Perbarui semua baris di bawah dengan mengganti "outline every instance" menjadi "mark each instance", tanpa mengubah bagian lainnya.

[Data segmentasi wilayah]
┄┄┄┄┄┄┄┄┄┄

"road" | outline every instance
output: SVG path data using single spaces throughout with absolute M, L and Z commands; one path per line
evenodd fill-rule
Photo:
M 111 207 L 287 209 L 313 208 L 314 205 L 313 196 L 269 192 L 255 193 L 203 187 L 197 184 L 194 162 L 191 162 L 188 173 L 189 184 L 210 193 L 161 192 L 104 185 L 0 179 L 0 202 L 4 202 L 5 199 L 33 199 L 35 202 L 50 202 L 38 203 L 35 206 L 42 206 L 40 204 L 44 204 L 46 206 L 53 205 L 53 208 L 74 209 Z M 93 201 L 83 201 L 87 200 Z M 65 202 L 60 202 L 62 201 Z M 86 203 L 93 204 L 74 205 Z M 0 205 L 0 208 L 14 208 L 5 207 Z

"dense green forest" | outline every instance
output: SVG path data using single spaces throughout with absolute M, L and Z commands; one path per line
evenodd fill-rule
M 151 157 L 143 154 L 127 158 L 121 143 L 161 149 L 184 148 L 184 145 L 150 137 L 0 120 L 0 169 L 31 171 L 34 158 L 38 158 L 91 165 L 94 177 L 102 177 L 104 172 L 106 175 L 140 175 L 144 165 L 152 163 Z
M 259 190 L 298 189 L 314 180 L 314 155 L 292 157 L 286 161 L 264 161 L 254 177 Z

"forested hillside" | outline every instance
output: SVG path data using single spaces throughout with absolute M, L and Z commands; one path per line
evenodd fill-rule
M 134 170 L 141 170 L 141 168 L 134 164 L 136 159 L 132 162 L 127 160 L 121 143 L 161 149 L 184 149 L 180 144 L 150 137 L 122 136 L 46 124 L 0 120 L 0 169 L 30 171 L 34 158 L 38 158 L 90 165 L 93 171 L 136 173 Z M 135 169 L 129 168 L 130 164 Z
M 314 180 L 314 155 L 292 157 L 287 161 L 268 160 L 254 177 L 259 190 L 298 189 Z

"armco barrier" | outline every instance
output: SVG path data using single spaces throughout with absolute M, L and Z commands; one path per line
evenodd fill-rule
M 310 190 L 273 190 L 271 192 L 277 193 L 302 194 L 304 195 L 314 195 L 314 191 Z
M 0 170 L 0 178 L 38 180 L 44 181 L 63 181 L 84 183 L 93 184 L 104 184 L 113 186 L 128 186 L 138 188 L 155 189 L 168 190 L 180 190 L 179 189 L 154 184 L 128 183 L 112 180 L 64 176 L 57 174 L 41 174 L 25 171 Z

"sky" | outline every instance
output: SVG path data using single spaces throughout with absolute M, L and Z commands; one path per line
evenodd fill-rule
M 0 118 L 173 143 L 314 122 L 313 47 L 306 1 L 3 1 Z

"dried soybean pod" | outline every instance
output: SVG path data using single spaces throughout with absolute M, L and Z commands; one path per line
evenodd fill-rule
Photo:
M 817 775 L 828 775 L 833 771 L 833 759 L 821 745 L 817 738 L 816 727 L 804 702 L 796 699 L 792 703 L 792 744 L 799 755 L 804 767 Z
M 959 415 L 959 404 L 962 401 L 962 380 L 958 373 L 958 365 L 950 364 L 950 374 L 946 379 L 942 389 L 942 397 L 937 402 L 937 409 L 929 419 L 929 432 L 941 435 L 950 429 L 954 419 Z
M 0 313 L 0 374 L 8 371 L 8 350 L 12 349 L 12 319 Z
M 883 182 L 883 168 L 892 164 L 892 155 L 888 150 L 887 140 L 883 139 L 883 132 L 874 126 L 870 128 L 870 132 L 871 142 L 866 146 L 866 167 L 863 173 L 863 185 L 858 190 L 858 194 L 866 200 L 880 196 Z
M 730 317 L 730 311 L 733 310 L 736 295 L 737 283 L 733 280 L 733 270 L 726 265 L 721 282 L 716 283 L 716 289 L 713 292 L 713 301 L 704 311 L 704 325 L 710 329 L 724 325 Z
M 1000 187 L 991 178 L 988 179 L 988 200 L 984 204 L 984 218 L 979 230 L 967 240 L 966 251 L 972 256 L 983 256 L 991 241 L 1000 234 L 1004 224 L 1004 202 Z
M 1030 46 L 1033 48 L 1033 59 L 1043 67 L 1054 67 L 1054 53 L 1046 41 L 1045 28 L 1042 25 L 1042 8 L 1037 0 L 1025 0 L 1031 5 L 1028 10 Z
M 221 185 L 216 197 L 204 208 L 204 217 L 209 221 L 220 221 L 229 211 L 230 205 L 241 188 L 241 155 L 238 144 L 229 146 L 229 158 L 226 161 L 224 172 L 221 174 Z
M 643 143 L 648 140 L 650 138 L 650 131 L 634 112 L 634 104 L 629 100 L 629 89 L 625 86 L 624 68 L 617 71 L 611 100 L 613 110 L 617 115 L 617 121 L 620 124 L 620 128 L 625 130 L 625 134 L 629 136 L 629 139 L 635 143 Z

┄┄┄┄┄┄┄┄┄┄

Jawaban Tugas:
"road" | mark each instance
output: SVG path data using single spaces throughout with absolute M, L and Z commands; one path per line
evenodd fill-rule
Photo:
M 111 207 L 287 209 L 313 208 L 314 205 L 313 196 L 269 192 L 255 193 L 203 187 L 197 184 L 194 162 L 191 162 L 188 173 L 189 184 L 210 193 L 161 192 L 104 185 L 0 179 L 0 202 L 4 202 L 5 199 L 33 199 L 35 202 L 50 202 L 38 203 L 35 206 L 42 206 L 40 204 L 44 204 L 46 206 L 53 205 L 53 208 L 74 209 Z M 93 201 L 83 201 L 87 200 Z M 65 202 L 60 202 L 62 201 Z M 86 203 L 93 204 L 74 205 Z M 0 205 L 0 208 L 14 208 L 5 207 Z

"dense green forest" | mark each instance
output: SVG path data using single spaces throughout with absolute M, L and Z commands; one path per line
evenodd fill-rule
M 151 157 L 143 154 L 127 158 L 121 143 L 161 149 L 184 148 L 184 145 L 150 137 L 0 120 L 0 169 L 31 171 L 34 158 L 38 158 L 91 165 L 94 177 L 102 177 L 104 172 L 106 175 L 140 175 L 144 165 L 152 163 Z
M 259 190 L 298 189 L 314 180 L 314 155 L 292 157 L 286 161 L 264 161 L 254 177 Z

"forested hillside" | mark each instance
output: SVG path data using single spaces throughout with absolute M, L and Z commands; one path per line
evenodd fill-rule
M 134 170 L 141 170 L 141 168 L 134 164 L 136 159 L 132 162 L 127 160 L 121 143 L 161 149 L 184 149 L 180 144 L 150 137 L 122 136 L 46 124 L 0 120 L 0 169 L 30 171 L 34 158 L 38 158 L 90 165 L 93 171 L 136 173 Z M 135 169 L 129 168 L 130 164 Z
M 314 180 L 314 155 L 292 157 L 287 161 L 268 160 L 254 177 L 259 190 L 298 189 Z

"armco barrier" | mark each instance
output: SVG path data using single spaces throughout with absolute M, L and Z commands; one path per line
evenodd fill-rule
M 310 190 L 273 190 L 271 192 L 277 193 L 302 194 L 304 195 L 314 195 L 314 191 Z
M 0 170 L 0 178 L 38 180 L 44 181 L 63 181 L 84 183 L 93 184 L 104 184 L 113 186 L 128 186 L 138 188 L 155 189 L 168 190 L 180 190 L 179 189 L 154 184 L 128 183 L 112 180 L 64 176 L 57 174 L 41 174 L 25 171 Z

"sky" | mark each instance
output: SVG path data using single spaces throughout with absolute M, L and Z commands; one path per line
evenodd fill-rule
M 0 118 L 173 143 L 314 122 L 313 47 L 306 1 L 3 1 Z

"dried soybean pod" | mark each instance
output: SVG path data using single spaces throughout with absolute M, L and Z commands; one path per line
evenodd fill-rule
Photo:
M 817 775 L 828 775 L 833 771 L 833 759 L 821 745 L 817 738 L 816 727 L 804 702 L 796 699 L 792 703 L 792 744 L 799 755 L 804 767 Z
M 959 415 L 959 404 L 962 401 L 962 380 L 958 373 L 958 365 L 950 364 L 950 374 L 946 379 L 942 389 L 942 397 L 937 402 L 937 409 L 929 419 L 929 432 L 941 435 L 950 429 L 954 419 Z
M 0 313 L 0 374 L 8 371 L 8 350 L 12 349 L 12 319 Z
M 883 182 L 883 168 L 892 164 L 892 155 L 888 150 L 887 140 L 883 139 L 883 132 L 874 126 L 870 128 L 870 132 L 871 142 L 866 146 L 866 167 L 863 173 L 863 185 L 858 190 L 858 194 L 866 200 L 880 196 Z
M 730 317 L 730 311 L 733 310 L 736 295 L 737 283 L 733 280 L 733 270 L 726 265 L 721 282 L 716 283 L 716 289 L 713 292 L 713 301 L 704 311 L 704 325 L 710 329 L 724 325 Z
M 1000 187 L 991 178 L 988 179 L 988 200 L 984 204 L 984 218 L 979 230 L 967 240 L 966 251 L 972 256 L 983 256 L 991 241 L 1000 234 L 1004 224 L 1004 202 Z
M 1030 46 L 1033 48 L 1033 59 L 1043 67 L 1054 67 L 1054 53 L 1046 41 L 1045 28 L 1042 25 L 1042 8 L 1037 0 L 1025 0 L 1031 5 L 1028 10 Z
M 221 185 L 216 197 L 204 208 L 204 217 L 209 221 L 220 221 L 229 211 L 230 205 L 241 188 L 241 155 L 238 144 L 229 146 L 229 158 L 226 161 L 224 172 L 221 174 Z
M 643 143 L 648 140 L 650 138 L 650 131 L 634 112 L 634 104 L 629 100 L 629 89 L 625 86 L 624 68 L 617 71 L 611 100 L 613 110 L 617 115 L 617 121 L 620 124 L 620 128 L 625 130 L 625 134 L 629 136 L 629 139 L 635 143 Z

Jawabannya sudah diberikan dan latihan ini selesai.